▸ Page text
----------------
Tuesday, 10 September 2013

Safe products for babies and toddlers

In the good old days, we bought or received (new or pre-loved) a bassinet, a pram, a baby's bath, a pusher (now known as stroller!), a cot and perhaps a changing table.  There wasn't much choice and designs were pretty basic.  We knew enough about safety issues to ensure that the paint used wasn't lead based, and that there were places where straps could be attached.

As in all areas of modern life, design, fashion, cost and safety factors have taken over the provision of baby and children's needs.  The canvas seat that hooked over the front seat has been replaced by all manner of super safe baby and toddler capsules and seats; old wicker or smarter vinyl prams on massive suspensions have been replaced by slick modern, easily folded contraptions and so it goes.  The cost of all the latest equipment has become amazingly high although the pre-loved baby fairs are booming.

What brought all this to mind was an article in the weekend news about new safety concerns with prams.  It was particularly concerned about the safety of seats for toddlers on prams, but also raised the issue of children jamming their fingers in folding mechanisms.  Many children are treated in Australian hospitals each year as a result of incidents connected with prams, mostly falls from them.
----------------
[Extracted data entries]
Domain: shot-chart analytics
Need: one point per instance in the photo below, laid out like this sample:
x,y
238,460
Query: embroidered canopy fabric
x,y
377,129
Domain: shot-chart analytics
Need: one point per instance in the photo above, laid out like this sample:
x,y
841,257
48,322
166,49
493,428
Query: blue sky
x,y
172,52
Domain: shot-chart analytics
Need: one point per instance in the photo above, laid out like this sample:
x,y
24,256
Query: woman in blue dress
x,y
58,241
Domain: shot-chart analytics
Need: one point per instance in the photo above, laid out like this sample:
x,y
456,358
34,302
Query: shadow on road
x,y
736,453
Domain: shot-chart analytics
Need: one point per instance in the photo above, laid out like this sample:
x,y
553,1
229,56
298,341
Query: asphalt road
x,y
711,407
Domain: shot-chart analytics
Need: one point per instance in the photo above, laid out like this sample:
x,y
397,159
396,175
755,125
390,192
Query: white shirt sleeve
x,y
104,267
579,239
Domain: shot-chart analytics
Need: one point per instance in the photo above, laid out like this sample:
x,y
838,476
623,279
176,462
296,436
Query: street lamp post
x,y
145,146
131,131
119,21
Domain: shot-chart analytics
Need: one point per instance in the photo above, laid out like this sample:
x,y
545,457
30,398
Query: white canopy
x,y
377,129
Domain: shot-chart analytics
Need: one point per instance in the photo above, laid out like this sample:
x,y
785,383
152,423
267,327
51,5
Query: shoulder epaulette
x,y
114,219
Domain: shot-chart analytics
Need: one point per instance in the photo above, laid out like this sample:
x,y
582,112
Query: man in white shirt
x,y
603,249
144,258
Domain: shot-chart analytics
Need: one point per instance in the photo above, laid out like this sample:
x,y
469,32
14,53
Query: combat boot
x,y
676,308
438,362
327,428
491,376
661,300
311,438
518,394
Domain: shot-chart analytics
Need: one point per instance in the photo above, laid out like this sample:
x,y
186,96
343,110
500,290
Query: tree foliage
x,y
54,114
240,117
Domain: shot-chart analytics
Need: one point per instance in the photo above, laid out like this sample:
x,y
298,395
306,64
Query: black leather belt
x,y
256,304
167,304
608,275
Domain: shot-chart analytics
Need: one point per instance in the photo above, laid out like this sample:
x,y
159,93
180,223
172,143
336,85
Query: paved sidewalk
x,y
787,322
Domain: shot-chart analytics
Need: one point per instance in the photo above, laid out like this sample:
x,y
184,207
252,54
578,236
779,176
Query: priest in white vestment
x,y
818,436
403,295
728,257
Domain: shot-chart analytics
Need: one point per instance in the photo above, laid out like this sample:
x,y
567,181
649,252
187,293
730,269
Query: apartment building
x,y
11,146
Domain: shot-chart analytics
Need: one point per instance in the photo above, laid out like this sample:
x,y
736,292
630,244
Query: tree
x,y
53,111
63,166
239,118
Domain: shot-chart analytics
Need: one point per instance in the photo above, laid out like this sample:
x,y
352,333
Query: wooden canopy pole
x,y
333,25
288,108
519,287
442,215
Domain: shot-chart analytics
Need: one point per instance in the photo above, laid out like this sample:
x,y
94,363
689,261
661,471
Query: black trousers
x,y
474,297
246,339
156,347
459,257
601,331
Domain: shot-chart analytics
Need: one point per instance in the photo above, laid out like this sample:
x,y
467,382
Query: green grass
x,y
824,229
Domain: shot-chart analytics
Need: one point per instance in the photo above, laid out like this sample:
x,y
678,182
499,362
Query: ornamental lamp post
----------------
▸ Exercise set
(A) Answer these from the post on safe products for babies and toddlers:
(i) What is a pusher now known as?
(ii) What has been booming even though the cost of the latest equipment has become amazingly high?
(iii) What causes most of the pram-related incidents that send children to Australian hospitals?
(B) Carry on the post about safe products for babies and toddlers, starting after its last sentence.

▸ Solved problems
(A)
(i) A stroller.
(ii) The pre-loved baby fairs.
(iii) Falls from prams.

(B)
It seems to me that while minimum standards for pram manufacturers are important, parents themselves need to use some commonsense when using all children's equipment.  For example:
  • Babies and toddlers should always be strapped into prams and strollers;
  • Brakes should be applied before putting the baby into or out of the pram/stroller; 
  • Children should not be left unattended on changing tables: have everything needed for the change and cleanup ready before putting the baby on the table;
  • Children should always be strapped into high chairs and not left unattended;
  • Toddlers should be strapped into their car seats before putting the baby into the car and the baby should be removed first before releasing the toddlers;
  • Prams/strollers and carry baskets should never be placed behind or next to the roadside door of a car;
  • All children should be securely fastened in the car and any children not travelling should be held by the hand by another adult or inside the house under an adult's supervision before a car moves off.
Equipment for babies and children is regularly reviewed by the Australian Consumers' Association and results are published in their magazine Choice and online.  Guidelines for choosing equipment are given as well as reviews.  While detailed reviews need to be paid for there is a free 'Guide for Expectant Parents' that can be downloaded to help sort out what will be needed and how to make choices. The Royal Children's Hospital in Melbourne also has a Safety Centre which can be visited by appointment as well as a website which looks in more detail at safety in the home, including fact sheets and other material to download and a very useful home safety check list.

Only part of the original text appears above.